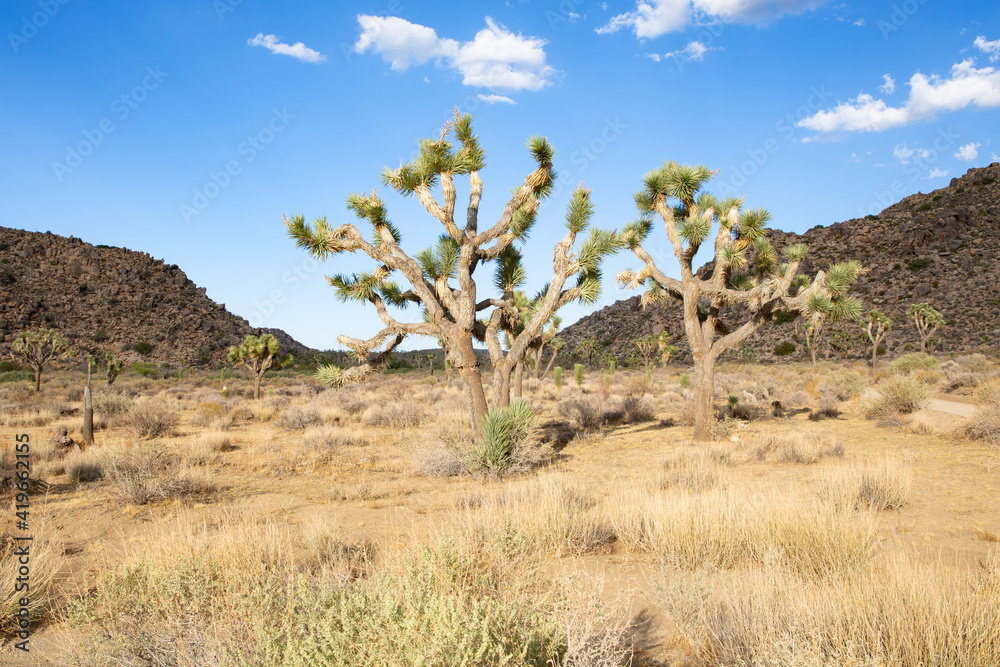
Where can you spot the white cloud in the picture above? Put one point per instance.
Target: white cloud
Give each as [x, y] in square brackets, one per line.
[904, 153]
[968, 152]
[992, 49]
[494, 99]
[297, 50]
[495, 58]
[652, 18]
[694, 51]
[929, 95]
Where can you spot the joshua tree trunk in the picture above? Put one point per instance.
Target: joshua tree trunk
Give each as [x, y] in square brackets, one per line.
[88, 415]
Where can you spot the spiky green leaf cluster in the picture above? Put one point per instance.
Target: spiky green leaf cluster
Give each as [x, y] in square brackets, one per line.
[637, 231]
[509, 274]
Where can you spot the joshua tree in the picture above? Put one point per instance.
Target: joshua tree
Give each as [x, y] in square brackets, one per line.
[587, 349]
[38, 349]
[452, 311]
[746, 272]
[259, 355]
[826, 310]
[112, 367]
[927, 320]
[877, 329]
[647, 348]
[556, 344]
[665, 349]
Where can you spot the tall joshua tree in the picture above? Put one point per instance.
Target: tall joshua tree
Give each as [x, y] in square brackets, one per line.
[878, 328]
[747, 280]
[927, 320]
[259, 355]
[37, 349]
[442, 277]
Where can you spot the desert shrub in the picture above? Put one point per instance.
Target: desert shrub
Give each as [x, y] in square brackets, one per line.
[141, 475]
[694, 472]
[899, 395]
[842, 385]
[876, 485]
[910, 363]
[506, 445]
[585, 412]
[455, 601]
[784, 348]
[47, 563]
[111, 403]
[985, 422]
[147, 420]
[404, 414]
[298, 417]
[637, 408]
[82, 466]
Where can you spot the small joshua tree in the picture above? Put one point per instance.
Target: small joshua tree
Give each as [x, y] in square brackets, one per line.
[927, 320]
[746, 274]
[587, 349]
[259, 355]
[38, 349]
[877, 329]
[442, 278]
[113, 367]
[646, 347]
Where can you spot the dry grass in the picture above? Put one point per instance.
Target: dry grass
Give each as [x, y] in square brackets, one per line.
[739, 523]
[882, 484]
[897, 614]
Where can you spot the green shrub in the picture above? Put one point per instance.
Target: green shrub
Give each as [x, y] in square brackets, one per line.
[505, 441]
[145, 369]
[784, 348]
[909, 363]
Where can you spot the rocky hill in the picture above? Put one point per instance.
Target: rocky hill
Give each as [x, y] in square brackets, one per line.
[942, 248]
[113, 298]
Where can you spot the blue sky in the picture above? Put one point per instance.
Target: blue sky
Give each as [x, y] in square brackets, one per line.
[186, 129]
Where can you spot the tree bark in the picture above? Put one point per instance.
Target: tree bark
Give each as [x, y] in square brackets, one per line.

**EXERCISE REQUIREMENTS**
Rewrite all the records above with "Put" replaced by "Place" and everything else left unchanged. Omit the pictures.

**SOLUTION**
Where can you spot the white cloud in the picture above? Place one point per instance.
Target: white cloud
Give each as [x, y] in square brackets, one per line.
[904, 153]
[968, 152]
[992, 49]
[494, 99]
[297, 50]
[495, 58]
[652, 18]
[694, 51]
[929, 95]
Where can you spot the joshua tree trunk in the picture above? Place one point per instance.
Target: joshua tree trunk
Give each as [x, y] in square brackets, one per line.
[88, 415]
Where can you spot the spiky green leaf cluster in the picture above? Place one point per instance.
Target: spiky green leaf cluster
Give each as [x, y] in square brackets, one per line.
[637, 231]
[509, 274]
Where can you spot the joshua tree in the picture above? Place one point per instance.
Target: joshua tree
Give each as [x, y] in square brackets, one per line.
[587, 349]
[38, 349]
[452, 311]
[746, 272]
[259, 355]
[826, 310]
[112, 367]
[927, 320]
[877, 329]
[647, 348]
[556, 344]
[665, 349]
Where can you spot the tall joshua tree in the picture above? Place one point per instance.
Target: tall joshua tree
Give each as [x, y] in square brackets, one per line.
[878, 328]
[747, 280]
[927, 320]
[259, 355]
[37, 349]
[442, 277]
Where can you spot the desert shrub in the picture above? Place one point per instance.
Target: desert shrub
Give each as [x, y] in square brackets, one per line.
[141, 475]
[694, 472]
[899, 395]
[842, 385]
[876, 485]
[910, 363]
[506, 445]
[585, 412]
[455, 601]
[784, 348]
[47, 563]
[111, 403]
[985, 422]
[147, 420]
[404, 414]
[298, 417]
[637, 408]
[82, 466]
Where can you spot the small joshua tree in the picture above? Place one point per instance.
Target: small joshua tree
Give each as [x, y] in square brackets, one per line.
[927, 320]
[746, 274]
[587, 349]
[259, 355]
[38, 349]
[877, 329]
[442, 278]
[113, 367]
[646, 347]
Where can you spot the dry grass in the picture above? Place one point per instance.
Target: dry grass
Give each as [x, y] in square brackets, one per line.
[739, 523]
[882, 484]
[897, 614]
Where can you spot the green shrub in the picture above? Place one point per instance.
Target: green shrub
Give each as [x, y] in square brackets, one per line.
[505, 441]
[145, 369]
[784, 348]
[909, 363]
Where can you spot the rocky hill in the picture above? Place one point per instance.
Target: rocky hill
Give each as [x, y] in square brackets, one per line.
[942, 248]
[113, 298]
Where can you spot the blue sky in the picture above? Place one point per instance.
Target: blue sky
Give each as [x, y] in square brackets, one per line.
[186, 129]
Where can you spot the tree bark in the picture above? Place one point per instance.
Target: tree bark
Give each as [x, y] in square brackets, one per line.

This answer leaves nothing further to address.